### Required work:
Below are some records; quote exactly the lines from the one that contains "Query: stage floor" through the one that contains "# locate the colorful", inclusive, and no others.
Records shown START
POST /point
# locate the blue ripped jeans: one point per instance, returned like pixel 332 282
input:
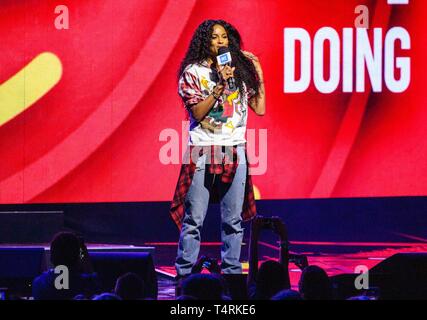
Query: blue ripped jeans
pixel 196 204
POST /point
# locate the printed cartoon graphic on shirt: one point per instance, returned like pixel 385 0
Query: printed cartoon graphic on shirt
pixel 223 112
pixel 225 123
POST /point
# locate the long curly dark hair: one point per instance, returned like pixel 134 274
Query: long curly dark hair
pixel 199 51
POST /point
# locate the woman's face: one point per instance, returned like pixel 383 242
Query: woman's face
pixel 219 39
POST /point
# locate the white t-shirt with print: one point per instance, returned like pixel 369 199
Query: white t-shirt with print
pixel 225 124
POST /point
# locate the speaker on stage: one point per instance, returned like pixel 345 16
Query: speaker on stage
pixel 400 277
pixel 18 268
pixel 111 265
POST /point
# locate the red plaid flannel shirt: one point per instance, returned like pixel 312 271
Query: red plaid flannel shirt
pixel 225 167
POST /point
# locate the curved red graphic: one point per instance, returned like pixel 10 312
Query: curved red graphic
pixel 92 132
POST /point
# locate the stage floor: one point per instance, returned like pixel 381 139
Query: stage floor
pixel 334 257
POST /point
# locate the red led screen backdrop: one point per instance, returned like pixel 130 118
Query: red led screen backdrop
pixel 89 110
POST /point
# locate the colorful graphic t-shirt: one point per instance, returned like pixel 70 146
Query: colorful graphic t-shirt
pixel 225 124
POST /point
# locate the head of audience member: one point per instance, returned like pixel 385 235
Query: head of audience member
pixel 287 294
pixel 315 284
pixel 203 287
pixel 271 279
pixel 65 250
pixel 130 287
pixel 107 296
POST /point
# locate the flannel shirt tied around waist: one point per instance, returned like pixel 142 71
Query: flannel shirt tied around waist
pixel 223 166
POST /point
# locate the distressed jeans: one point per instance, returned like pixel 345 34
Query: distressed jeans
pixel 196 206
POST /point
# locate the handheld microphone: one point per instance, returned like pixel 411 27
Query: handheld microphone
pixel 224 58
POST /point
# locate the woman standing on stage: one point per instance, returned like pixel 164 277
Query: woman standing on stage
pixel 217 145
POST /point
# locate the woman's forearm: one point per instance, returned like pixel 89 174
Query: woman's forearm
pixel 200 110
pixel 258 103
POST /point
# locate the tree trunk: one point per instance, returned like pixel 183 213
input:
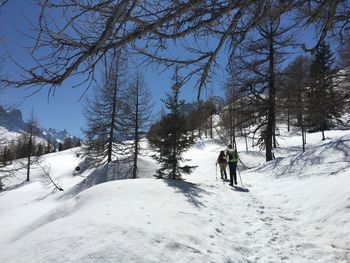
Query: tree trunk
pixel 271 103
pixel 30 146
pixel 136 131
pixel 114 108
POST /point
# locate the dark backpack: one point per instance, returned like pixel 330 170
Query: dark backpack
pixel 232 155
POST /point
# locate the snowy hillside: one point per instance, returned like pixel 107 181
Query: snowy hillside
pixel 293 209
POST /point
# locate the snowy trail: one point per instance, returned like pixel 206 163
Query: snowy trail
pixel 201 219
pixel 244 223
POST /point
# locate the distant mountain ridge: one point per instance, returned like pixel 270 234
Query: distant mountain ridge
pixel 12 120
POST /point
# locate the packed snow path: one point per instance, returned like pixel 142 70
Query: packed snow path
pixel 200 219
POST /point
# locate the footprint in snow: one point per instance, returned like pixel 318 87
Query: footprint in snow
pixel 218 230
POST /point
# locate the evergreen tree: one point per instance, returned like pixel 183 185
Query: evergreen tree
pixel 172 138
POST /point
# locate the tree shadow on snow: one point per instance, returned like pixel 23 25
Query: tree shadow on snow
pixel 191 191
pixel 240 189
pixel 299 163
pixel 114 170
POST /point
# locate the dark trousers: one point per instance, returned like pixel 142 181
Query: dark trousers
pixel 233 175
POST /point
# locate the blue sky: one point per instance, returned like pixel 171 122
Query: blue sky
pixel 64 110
Records shown END
Records shown START
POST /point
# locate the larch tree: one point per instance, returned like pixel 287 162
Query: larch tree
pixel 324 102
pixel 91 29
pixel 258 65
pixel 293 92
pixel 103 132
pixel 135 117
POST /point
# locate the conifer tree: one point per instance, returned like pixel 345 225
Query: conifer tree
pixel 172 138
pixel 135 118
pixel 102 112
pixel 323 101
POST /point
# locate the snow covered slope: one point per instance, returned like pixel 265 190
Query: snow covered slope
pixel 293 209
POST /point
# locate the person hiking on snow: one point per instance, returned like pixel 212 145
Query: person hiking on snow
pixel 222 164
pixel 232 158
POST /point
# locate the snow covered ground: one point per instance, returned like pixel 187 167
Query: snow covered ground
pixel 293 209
Records shown END
### Solution to this task:
Query: stage floor
pixel 334 257
POST /point
# locate the red led screen backdrop: one point per instance, returned like pixel 130 118
Query: red led screen backdrop
pixel 89 110
POST /point
# locate the colorful graphic t-shirt: one point per instance, returned like pixel 70 146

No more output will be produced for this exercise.